TASK BRIEF: Collect each line of the entries below that contains the word "positive", and copy every such line in full.

─── DATASET

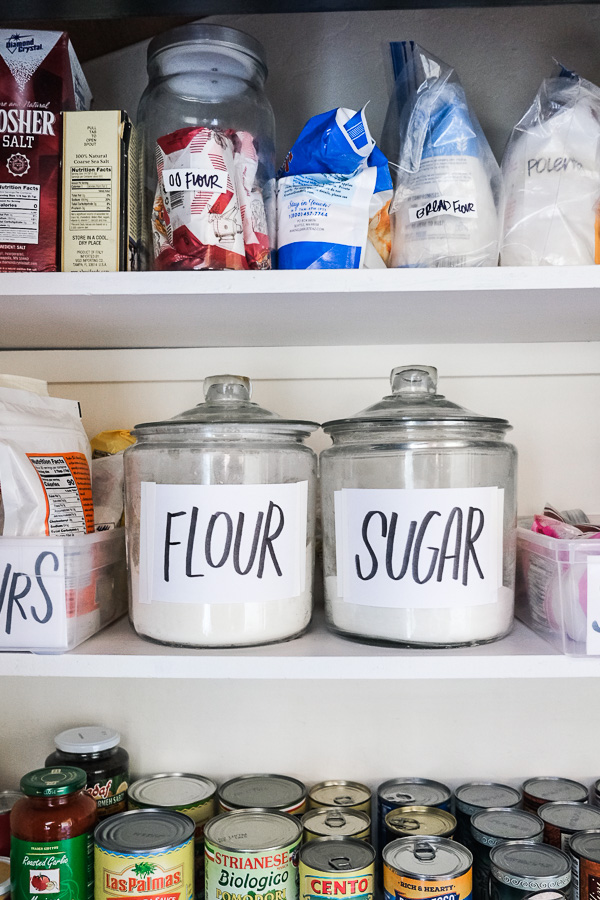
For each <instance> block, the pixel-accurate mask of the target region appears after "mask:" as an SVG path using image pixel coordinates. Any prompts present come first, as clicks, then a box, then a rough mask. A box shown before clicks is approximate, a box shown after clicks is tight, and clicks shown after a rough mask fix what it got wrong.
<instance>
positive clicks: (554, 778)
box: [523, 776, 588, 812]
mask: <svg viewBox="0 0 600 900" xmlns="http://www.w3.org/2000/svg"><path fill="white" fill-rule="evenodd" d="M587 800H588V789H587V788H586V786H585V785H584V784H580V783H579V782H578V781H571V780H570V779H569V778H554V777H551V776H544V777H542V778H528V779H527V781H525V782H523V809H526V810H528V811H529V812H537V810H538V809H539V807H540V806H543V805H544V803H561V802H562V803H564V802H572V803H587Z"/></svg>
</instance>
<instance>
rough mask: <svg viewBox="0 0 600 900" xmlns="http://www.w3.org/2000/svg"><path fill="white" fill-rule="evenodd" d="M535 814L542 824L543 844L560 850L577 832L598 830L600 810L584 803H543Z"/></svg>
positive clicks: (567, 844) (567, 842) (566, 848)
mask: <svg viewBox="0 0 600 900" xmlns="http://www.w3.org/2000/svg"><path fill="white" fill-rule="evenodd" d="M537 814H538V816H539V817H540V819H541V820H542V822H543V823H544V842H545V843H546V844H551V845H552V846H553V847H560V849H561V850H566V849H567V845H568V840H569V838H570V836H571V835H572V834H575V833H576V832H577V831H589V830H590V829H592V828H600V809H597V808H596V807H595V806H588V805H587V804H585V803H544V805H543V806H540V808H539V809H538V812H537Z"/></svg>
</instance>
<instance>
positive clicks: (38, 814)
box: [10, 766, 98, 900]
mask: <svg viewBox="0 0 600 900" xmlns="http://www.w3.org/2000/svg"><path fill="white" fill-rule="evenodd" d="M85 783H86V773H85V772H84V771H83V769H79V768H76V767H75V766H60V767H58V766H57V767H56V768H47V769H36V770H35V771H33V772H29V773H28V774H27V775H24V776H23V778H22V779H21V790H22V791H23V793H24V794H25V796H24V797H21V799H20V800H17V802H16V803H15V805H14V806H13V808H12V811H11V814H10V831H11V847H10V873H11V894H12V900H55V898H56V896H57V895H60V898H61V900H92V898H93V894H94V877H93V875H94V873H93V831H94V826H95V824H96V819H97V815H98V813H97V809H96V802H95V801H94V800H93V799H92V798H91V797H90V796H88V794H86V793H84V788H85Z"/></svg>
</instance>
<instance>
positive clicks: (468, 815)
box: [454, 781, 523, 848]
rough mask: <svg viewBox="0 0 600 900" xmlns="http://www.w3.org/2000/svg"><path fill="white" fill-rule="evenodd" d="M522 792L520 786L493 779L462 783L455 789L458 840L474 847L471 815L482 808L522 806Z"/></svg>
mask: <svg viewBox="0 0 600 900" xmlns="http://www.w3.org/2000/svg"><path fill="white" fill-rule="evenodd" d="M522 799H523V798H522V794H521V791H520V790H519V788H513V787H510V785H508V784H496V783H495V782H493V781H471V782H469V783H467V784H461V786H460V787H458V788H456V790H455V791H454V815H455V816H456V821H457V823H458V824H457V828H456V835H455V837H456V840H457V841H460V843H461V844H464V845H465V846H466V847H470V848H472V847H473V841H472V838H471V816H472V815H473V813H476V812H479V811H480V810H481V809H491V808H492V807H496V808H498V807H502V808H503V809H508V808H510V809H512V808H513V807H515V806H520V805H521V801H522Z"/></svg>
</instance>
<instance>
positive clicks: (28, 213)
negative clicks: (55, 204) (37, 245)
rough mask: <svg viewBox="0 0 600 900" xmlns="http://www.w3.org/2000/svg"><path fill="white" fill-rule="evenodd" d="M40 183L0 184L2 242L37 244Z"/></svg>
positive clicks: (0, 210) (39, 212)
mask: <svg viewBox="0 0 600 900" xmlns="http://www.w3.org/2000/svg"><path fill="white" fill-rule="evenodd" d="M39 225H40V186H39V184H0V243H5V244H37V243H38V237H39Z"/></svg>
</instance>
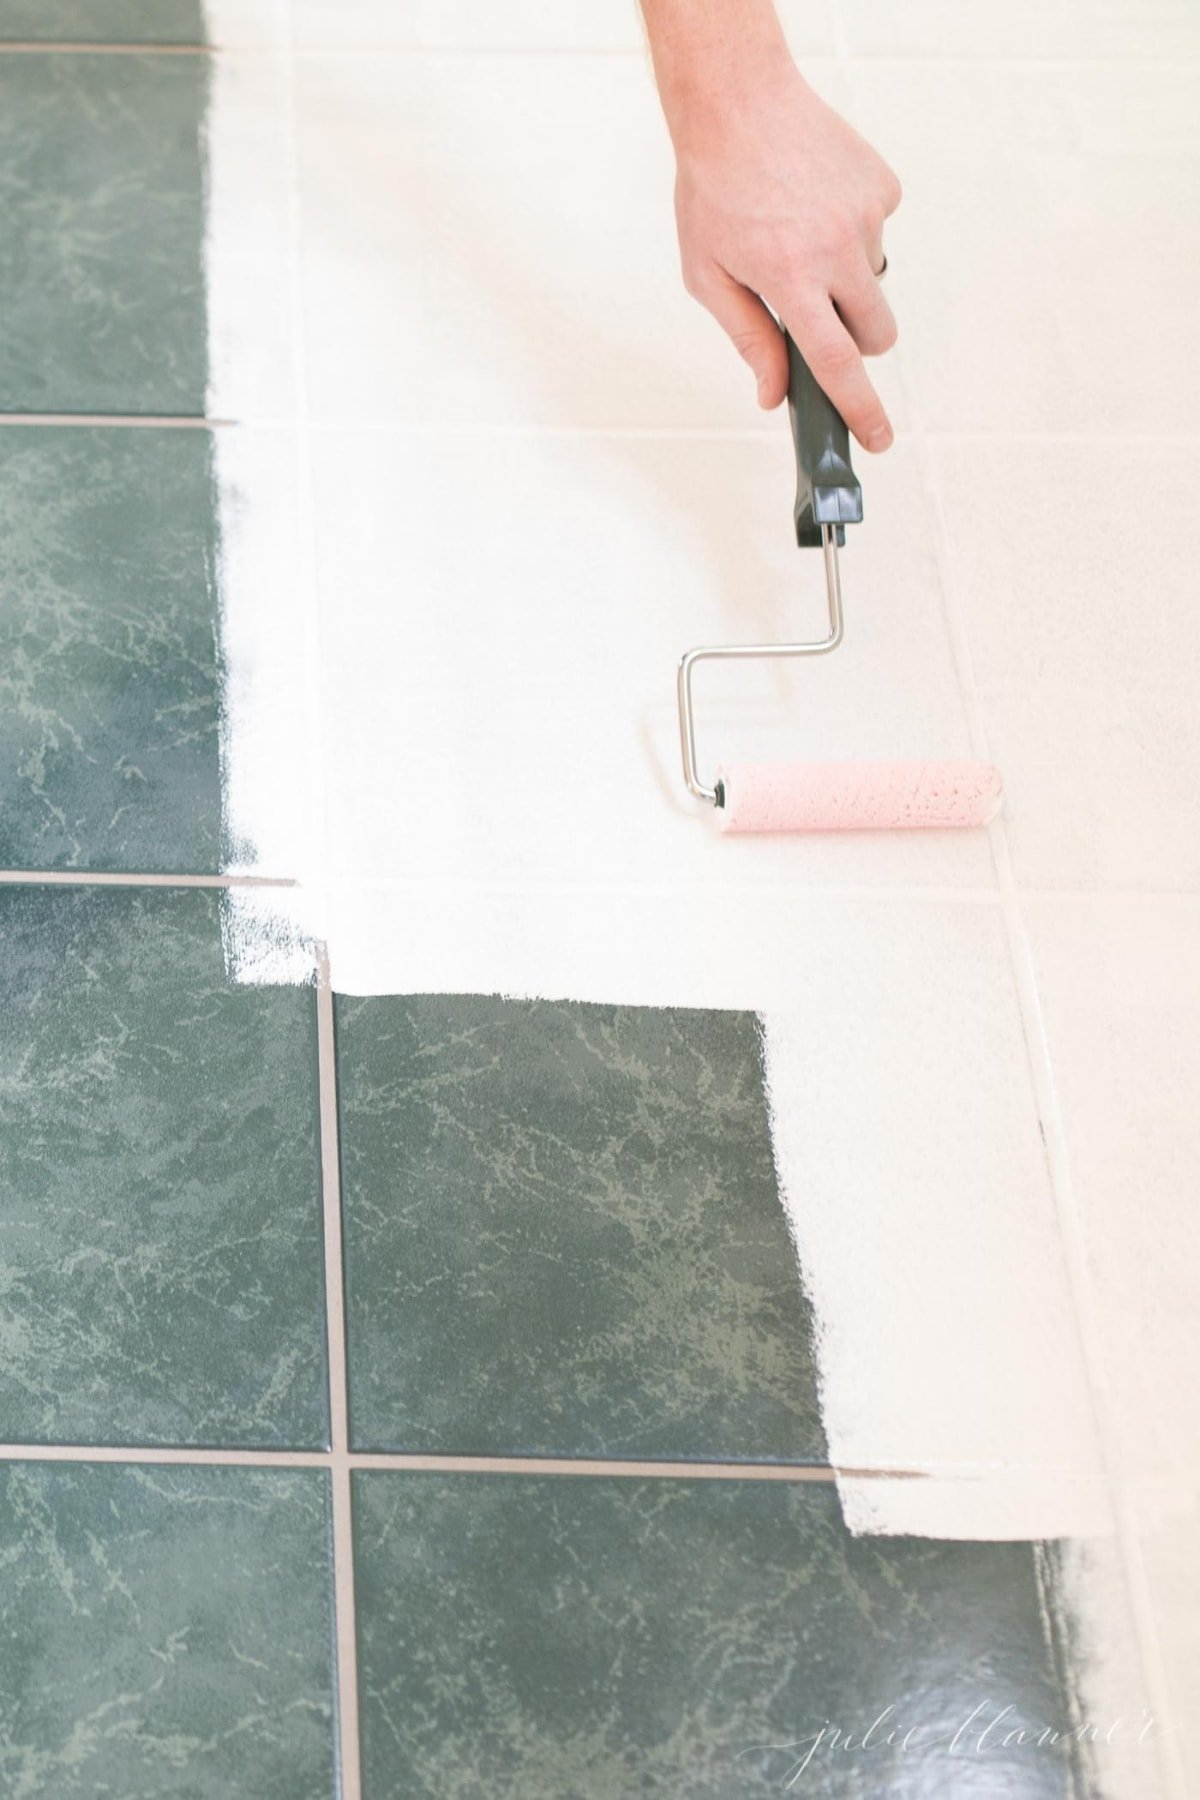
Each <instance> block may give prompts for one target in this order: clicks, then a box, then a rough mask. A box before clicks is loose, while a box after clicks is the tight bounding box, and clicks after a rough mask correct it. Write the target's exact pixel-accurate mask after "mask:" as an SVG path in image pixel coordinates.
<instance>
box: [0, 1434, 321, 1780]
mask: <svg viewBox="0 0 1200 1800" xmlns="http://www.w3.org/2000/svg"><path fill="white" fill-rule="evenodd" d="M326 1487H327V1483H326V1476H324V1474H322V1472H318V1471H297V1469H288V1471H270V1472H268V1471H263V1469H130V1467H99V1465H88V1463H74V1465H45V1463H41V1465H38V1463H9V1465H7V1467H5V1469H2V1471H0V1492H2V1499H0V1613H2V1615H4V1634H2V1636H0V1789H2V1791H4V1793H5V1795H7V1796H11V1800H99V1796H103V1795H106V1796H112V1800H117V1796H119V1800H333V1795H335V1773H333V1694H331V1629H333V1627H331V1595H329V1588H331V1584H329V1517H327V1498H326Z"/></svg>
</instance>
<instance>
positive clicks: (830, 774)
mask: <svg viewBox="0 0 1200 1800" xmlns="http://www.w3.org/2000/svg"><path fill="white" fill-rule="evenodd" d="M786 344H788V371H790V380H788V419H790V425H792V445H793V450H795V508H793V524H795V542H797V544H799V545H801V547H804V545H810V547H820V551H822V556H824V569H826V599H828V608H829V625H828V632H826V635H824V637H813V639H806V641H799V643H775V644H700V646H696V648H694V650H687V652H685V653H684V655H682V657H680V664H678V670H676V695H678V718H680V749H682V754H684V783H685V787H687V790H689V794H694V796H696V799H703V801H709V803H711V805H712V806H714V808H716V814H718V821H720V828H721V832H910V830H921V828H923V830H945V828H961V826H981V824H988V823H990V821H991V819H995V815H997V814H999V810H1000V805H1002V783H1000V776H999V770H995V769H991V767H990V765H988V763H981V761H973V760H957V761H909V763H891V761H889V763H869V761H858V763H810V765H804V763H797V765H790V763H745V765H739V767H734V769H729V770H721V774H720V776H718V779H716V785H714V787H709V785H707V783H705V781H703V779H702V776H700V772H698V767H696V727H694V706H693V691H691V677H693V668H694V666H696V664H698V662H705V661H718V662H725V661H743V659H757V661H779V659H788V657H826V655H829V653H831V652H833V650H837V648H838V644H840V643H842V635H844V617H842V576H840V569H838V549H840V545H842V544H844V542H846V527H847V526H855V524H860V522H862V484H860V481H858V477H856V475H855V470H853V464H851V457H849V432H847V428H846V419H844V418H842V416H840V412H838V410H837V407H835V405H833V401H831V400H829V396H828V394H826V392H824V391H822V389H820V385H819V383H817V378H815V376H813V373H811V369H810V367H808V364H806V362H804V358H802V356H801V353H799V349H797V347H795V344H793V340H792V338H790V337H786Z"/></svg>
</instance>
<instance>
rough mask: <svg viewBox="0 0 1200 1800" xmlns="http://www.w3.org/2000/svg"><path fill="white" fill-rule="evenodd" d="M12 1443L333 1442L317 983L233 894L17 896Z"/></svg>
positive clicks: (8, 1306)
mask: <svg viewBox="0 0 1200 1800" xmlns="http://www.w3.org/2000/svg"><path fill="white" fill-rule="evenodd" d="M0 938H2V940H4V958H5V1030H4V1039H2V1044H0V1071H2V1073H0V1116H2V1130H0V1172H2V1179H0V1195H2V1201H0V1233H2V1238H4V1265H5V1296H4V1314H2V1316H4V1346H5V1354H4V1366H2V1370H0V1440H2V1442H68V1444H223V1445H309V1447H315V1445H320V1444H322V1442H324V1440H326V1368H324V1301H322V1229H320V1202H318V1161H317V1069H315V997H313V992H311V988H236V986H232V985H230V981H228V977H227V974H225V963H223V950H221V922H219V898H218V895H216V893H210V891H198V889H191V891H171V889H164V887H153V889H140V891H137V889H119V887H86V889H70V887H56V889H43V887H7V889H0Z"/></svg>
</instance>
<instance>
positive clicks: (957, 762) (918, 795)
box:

──────

OUTPUT OF THE TASK:
positive clicks: (554, 778)
positive clicks: (567, 844) (567, 842) (566, 848)
positive clicks: (38, 814)
positive clicks: (468, 815)
positive clicks: (28, 213)
positive clicks: (0, 210) (39, 212)
positive clicks: (830, 774)
positive clicks: (8, 1306)
positive clicks: (957, 762) (918, 795)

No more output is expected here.